_GIVEN EXERCISE_
Render the listing below as a Markdown table with columns named Row and Line, giving each line its own numbered row and skipping blank lines. Leave the pictures out of the table.

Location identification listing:

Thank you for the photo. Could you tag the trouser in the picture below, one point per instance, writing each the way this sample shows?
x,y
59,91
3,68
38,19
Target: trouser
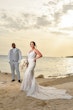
x,y
15,66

_WRITTEN RESPONSE_
| Row | Line |
|---|---|
| 1 | Thank you for the photo. Could you tag the trouser in the picture below, one point per instance, writing each the way this sample shows? |
| 2 | x,y |
| 3 | 59,91 |
| 4 | 3,68 |
| 5 | 38,19 |
| 6 | Target: trouser |
| 7 | x,y |
| 8 | 15,66 |